**SHORT TASK**
Write out the items below word for word, starting at the line that contains "of the tracked" and stopping after the line that contains "<point>752,477</point>", with both of those lines included.

— BEGIN SOURCE RECORDS —

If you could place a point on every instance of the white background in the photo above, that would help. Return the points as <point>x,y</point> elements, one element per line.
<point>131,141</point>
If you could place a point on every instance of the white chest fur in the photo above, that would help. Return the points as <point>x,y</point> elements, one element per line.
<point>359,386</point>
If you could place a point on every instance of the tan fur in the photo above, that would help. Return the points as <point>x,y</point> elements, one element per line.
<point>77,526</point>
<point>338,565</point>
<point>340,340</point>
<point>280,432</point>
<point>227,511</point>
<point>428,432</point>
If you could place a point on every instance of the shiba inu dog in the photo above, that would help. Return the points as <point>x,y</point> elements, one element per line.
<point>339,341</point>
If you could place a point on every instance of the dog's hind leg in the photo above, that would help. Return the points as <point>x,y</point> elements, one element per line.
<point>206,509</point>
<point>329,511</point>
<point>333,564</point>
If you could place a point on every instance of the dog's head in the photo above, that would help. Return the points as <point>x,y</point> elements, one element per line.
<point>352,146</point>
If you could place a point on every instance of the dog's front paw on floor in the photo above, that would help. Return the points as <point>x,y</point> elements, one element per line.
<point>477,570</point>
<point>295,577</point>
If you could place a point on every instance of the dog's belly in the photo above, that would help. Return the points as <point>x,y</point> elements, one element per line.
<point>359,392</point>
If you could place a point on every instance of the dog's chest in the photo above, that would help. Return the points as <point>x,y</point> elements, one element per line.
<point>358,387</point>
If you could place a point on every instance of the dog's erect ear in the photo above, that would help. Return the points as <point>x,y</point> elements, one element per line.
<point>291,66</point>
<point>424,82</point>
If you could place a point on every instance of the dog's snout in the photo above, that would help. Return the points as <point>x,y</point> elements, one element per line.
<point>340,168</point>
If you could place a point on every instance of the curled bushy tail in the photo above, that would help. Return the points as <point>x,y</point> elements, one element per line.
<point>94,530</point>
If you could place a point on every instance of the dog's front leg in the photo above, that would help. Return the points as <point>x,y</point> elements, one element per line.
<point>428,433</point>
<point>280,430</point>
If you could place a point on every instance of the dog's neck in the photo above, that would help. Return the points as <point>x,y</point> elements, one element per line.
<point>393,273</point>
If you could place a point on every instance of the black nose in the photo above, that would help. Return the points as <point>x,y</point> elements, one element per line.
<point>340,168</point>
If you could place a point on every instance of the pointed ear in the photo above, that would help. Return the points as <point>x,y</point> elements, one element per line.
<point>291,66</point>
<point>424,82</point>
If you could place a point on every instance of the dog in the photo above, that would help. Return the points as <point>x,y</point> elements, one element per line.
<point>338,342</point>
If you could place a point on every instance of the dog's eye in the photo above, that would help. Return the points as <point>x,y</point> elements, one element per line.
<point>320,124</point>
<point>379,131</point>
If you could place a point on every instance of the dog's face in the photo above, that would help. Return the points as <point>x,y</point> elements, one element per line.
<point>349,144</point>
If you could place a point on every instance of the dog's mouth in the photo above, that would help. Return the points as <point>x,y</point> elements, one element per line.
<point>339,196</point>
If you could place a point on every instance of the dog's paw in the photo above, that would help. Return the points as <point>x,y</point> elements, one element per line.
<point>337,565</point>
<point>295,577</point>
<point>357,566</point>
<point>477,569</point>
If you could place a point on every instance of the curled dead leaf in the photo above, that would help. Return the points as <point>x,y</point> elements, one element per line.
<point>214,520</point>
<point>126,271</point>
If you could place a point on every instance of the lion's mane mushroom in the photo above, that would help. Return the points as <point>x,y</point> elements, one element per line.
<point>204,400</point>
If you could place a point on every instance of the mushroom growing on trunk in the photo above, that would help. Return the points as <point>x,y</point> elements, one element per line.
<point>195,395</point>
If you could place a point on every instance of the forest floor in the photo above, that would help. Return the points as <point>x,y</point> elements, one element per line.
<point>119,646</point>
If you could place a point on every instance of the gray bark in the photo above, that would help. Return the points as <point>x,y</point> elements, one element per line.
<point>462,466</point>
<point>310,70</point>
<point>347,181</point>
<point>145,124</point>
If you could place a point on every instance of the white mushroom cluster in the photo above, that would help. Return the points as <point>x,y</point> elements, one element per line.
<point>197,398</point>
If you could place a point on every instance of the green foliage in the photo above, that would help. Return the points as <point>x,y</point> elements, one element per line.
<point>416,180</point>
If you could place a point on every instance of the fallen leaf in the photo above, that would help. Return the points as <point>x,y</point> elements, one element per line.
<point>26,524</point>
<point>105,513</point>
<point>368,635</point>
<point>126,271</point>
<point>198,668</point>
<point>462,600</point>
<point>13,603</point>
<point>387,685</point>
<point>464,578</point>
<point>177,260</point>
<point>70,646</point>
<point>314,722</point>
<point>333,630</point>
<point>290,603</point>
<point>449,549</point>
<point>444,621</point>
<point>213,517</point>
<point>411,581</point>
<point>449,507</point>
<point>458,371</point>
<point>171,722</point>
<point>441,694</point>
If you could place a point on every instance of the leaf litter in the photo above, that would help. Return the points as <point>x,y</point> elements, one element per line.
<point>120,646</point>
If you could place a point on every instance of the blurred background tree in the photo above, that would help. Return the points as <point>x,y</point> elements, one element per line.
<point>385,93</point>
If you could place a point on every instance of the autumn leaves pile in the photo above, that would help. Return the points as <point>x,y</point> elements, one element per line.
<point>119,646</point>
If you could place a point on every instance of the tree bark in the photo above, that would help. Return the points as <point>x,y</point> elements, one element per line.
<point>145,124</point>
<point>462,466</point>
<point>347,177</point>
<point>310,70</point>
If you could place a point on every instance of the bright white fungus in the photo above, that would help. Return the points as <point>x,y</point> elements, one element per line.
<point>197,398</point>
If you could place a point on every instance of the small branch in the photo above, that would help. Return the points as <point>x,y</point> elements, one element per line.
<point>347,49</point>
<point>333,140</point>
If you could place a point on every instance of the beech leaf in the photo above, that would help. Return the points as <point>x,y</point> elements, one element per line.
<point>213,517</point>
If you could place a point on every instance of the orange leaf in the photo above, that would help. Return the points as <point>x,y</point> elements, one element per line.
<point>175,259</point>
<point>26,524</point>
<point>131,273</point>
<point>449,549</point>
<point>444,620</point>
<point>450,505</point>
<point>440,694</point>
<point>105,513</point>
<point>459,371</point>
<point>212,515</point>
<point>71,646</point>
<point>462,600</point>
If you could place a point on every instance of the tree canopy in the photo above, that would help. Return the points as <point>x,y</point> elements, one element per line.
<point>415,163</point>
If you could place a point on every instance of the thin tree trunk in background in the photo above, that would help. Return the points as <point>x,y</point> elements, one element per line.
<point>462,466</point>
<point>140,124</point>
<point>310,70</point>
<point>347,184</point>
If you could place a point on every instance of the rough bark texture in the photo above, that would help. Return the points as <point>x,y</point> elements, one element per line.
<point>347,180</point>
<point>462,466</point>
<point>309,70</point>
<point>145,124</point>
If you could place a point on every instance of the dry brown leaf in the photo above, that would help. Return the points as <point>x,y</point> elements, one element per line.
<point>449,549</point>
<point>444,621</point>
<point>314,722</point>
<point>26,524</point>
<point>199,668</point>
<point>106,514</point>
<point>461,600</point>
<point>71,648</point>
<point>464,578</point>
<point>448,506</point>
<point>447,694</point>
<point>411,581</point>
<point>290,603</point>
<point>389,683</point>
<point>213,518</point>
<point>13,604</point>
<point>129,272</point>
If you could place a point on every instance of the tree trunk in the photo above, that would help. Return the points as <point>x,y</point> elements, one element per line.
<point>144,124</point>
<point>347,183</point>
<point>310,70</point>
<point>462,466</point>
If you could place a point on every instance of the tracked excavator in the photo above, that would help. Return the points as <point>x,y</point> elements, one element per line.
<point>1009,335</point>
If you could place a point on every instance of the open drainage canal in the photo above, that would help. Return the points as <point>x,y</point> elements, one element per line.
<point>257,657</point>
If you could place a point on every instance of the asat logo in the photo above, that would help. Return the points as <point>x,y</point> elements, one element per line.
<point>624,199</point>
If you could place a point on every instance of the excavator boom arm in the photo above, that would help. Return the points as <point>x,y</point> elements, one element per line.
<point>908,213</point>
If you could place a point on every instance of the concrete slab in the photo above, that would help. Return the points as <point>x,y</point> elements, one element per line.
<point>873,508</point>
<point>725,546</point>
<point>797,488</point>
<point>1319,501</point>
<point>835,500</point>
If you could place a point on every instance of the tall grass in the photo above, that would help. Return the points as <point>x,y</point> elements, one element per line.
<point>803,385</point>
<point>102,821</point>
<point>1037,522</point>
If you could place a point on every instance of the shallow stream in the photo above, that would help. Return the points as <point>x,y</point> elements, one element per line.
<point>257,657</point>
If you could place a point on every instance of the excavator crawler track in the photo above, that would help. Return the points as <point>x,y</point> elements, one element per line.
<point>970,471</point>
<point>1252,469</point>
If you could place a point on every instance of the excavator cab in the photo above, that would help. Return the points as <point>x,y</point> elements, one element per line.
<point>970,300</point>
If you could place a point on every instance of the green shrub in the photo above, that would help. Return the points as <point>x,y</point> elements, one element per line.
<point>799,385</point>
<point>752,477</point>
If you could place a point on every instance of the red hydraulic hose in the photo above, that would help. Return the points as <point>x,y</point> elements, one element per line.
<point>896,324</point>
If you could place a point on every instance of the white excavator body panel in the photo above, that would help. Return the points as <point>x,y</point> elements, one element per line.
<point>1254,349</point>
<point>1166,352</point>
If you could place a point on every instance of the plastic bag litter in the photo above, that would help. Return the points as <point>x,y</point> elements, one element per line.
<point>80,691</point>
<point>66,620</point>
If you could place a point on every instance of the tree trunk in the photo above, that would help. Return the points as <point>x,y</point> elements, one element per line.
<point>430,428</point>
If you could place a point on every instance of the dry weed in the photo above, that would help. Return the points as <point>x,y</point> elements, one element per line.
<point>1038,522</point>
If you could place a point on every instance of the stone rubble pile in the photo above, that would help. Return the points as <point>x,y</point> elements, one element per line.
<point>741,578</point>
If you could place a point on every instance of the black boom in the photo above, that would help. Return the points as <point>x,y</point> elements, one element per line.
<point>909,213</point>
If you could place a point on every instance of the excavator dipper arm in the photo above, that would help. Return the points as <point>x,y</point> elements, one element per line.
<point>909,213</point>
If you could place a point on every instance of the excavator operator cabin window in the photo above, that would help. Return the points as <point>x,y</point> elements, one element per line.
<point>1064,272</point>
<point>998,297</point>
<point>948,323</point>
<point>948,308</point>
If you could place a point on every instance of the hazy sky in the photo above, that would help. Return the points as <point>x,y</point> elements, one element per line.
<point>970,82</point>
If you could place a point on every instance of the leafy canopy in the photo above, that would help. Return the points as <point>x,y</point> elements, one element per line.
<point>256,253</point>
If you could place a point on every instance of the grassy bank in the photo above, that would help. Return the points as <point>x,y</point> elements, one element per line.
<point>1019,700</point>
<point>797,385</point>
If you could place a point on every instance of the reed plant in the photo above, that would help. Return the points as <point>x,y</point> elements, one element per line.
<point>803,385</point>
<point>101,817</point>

— END SOURCE RECORDS —

**COMPLETE ANSWER**
If you could place a point on every instance of the tracked excavator in the photo above, that would help. Return the points as <point>x,y</point> elements, one element per line.
<point>1009,335</point>
If you could place a point on every instance of the open drainage canal in the photo above, that would help. Return the points as <point>x,y</point> elements, one element per line.
<point>257,657</point>
If you could place a point on every instance of the asat logo in the photo above, that would help. Return the points as <point>x,y</point> elements, one element per line.
<point>624,199</point>
If you could place a point on every instance of the excavator boom arm in the photo above, that would help. Return the points as <point>x,y</point> elements, one element per line.
<point>908,213</point>
If you could place a point on every instance of the concrete slab in the photo above, that would help. Return the points as <point>x,y</point> elements, one element per line.
<point>873,508</point>
<point>725,546</point>
<point>797,488</point>
<point>1319,501</point>
<point>835,500</point>
If you could place a point on every instance of the tall grass in the photo above, that would help. Return the points as <point>x,y</point> elements, one element per line.
<point>803,385</point>
<point>102,821</point>
<point>1037,522</point>
If you could place a point on every instance of the shallow stream in the photo above, that would help. Return the points as <point>x,y</point> elements, one element per line.
<point>257,657</point>
If you could place a point on every instance of the excavator crawler track in the photo above, that would help. Return the points as <point>x,y</point> elements, one element per line.
<point>970,471</point>
<point>1252,469</point>
If you could place a point on every instance of the excavator cab in the photo above, that would help. Return the points as <point>x,y</point> elements, one element per line.
<point>970,300</point>
If you could place a point on every instance of the green shrub in the photo above, that would help. Return the points as <point>x,y</point> elements, one element per line.
<point>799,385</point>
<point>752,477</point>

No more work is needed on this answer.